> Raccolta di voci:
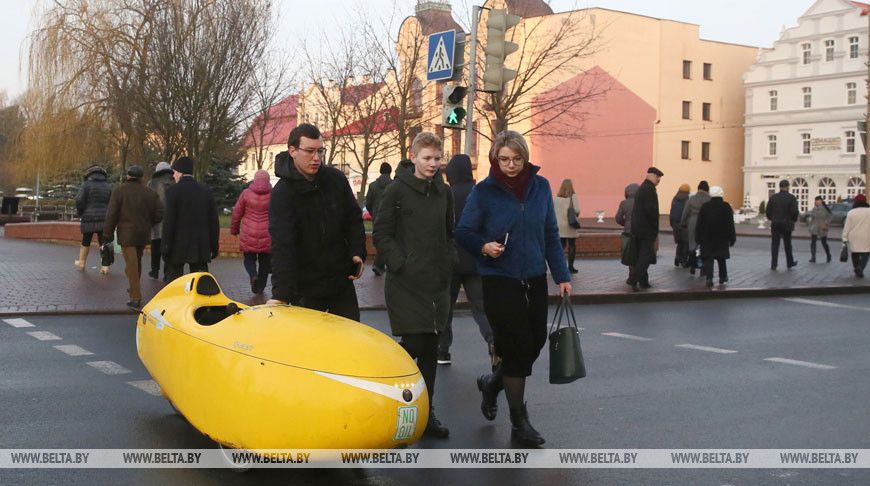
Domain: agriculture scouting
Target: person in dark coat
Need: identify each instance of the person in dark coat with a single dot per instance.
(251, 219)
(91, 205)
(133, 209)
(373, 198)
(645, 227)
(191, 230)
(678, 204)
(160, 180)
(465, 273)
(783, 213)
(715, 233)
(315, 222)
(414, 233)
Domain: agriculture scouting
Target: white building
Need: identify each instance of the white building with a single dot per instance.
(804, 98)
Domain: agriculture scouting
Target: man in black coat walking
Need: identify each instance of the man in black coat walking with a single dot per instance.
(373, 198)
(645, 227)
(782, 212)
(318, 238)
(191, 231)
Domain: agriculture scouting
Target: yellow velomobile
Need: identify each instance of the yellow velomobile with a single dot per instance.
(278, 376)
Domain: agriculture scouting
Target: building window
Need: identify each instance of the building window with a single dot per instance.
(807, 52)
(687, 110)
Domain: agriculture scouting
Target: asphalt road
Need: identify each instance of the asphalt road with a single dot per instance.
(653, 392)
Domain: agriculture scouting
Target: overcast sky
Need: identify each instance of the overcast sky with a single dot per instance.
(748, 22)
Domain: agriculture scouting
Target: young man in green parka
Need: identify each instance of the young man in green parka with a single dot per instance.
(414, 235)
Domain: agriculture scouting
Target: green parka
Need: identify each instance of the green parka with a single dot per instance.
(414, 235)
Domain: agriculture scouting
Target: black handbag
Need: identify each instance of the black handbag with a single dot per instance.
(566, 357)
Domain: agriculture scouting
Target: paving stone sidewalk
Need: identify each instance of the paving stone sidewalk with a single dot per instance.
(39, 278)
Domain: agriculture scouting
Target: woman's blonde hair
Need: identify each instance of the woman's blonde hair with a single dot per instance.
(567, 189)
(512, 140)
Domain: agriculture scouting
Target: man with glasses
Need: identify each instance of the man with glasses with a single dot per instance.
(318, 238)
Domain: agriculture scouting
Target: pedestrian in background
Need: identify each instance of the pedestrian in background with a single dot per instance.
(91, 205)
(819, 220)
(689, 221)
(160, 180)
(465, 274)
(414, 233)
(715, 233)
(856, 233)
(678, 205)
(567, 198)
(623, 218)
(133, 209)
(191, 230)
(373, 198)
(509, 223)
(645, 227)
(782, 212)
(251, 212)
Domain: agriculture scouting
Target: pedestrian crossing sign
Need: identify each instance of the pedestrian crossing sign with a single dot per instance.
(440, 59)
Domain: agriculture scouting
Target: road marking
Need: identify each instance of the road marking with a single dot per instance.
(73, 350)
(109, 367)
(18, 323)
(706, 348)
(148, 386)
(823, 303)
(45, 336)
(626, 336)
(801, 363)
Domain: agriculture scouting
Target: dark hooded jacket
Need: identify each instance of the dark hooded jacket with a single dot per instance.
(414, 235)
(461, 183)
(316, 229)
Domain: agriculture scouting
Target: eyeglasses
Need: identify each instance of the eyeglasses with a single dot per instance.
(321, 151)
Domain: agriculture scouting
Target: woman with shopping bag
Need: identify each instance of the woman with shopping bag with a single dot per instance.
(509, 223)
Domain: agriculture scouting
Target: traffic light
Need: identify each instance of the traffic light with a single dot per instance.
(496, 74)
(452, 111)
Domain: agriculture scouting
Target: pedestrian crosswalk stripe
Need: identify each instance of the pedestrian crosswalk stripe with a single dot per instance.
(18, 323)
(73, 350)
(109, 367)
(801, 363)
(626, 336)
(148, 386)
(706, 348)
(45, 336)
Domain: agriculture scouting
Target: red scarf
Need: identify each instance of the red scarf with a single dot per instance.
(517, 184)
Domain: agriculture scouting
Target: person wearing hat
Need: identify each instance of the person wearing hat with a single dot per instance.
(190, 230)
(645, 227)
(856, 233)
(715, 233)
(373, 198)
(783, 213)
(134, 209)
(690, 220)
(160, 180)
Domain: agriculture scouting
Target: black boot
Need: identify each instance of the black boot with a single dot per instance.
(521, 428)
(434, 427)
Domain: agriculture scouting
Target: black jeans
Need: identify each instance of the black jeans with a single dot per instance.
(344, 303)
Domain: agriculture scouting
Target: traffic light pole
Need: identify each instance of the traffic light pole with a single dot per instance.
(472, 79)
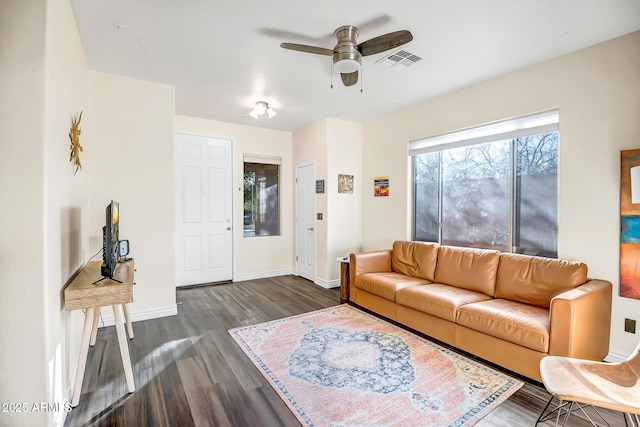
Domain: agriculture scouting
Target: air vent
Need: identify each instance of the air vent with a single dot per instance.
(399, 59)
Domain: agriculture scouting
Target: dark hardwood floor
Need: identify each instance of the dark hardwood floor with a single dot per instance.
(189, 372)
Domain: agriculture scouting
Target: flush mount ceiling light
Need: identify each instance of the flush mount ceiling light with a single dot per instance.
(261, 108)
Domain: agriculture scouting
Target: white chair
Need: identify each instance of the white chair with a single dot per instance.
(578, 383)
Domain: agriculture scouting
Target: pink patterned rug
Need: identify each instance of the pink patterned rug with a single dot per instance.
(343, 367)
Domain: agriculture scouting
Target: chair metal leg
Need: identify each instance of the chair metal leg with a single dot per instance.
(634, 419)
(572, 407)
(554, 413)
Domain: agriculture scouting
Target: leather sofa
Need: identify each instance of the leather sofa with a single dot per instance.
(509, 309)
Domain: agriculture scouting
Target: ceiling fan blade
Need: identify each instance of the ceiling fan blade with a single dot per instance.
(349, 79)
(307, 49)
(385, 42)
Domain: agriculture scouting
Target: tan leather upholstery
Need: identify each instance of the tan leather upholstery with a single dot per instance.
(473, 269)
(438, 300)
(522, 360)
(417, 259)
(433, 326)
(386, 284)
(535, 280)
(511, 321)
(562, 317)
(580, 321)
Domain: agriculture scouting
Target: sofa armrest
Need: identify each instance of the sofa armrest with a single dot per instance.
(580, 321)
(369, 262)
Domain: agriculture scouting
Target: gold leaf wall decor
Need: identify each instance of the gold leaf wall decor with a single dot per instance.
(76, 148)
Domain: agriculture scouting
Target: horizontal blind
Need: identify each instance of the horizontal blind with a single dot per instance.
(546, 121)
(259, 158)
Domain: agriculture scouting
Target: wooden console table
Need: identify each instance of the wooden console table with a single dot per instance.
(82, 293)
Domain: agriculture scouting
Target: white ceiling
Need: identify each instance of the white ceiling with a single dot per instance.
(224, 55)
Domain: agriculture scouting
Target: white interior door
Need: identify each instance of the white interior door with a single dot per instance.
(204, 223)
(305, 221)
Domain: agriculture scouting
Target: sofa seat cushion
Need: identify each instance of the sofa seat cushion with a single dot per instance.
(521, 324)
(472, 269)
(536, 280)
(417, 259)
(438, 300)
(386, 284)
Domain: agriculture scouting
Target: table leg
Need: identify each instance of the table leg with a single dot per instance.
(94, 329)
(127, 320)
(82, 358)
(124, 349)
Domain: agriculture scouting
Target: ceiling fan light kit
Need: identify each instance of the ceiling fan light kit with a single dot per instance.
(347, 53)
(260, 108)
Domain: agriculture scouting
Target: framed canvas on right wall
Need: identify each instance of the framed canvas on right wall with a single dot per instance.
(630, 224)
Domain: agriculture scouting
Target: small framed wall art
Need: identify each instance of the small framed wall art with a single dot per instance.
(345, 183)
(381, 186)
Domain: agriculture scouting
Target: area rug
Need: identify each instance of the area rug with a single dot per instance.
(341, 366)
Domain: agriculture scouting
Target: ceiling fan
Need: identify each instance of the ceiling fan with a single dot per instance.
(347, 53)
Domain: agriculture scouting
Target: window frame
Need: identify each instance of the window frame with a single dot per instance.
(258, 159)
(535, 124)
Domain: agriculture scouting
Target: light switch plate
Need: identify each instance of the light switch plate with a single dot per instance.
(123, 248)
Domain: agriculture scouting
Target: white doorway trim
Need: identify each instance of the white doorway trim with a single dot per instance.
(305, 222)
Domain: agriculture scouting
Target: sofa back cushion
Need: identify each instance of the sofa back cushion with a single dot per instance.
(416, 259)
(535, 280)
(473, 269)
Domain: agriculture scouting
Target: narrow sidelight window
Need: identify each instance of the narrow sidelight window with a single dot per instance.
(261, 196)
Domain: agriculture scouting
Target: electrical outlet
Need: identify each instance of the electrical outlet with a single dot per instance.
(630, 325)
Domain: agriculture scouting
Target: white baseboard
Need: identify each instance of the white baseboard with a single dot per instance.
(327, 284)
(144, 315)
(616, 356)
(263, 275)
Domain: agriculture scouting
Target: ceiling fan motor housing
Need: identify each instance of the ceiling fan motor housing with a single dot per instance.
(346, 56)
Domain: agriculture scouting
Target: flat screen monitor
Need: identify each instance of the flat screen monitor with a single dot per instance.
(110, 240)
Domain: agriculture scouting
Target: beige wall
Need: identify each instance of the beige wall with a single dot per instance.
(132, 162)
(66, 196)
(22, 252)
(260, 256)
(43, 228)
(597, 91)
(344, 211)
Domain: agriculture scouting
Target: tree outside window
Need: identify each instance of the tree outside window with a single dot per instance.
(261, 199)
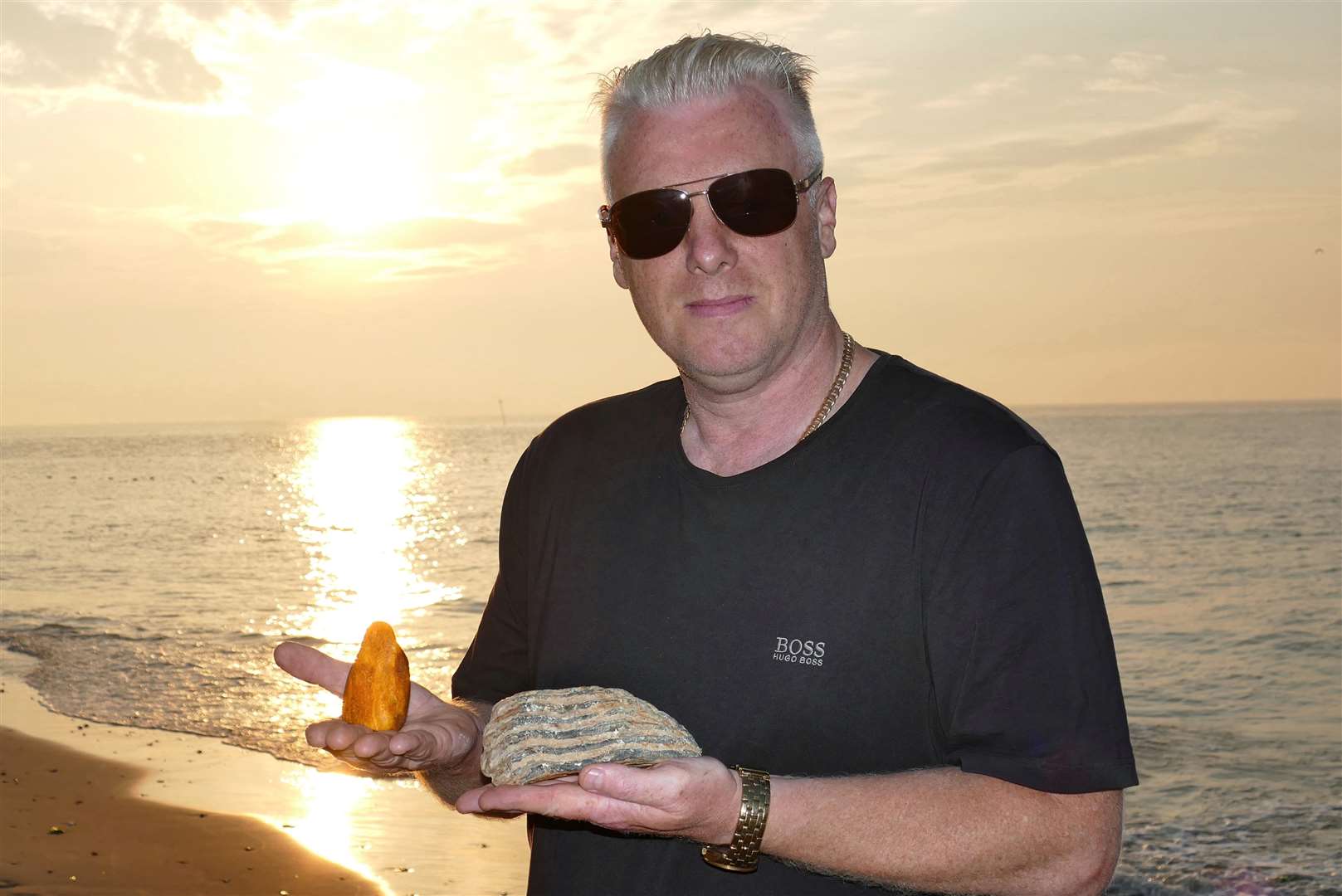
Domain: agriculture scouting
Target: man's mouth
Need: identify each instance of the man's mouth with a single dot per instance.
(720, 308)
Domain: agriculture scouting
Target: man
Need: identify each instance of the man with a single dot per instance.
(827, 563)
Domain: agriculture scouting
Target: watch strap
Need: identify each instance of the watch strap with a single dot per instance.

> Le tue istruzioni:
Raccogli ogni riga delle voci qui sopra che contiene la parola "plate". Tieni conto di maiuscole e minuscole.

> Risultato della prova:
Target: light switch plate
Need: identify each instance of the light switch plate with a single dot per instance.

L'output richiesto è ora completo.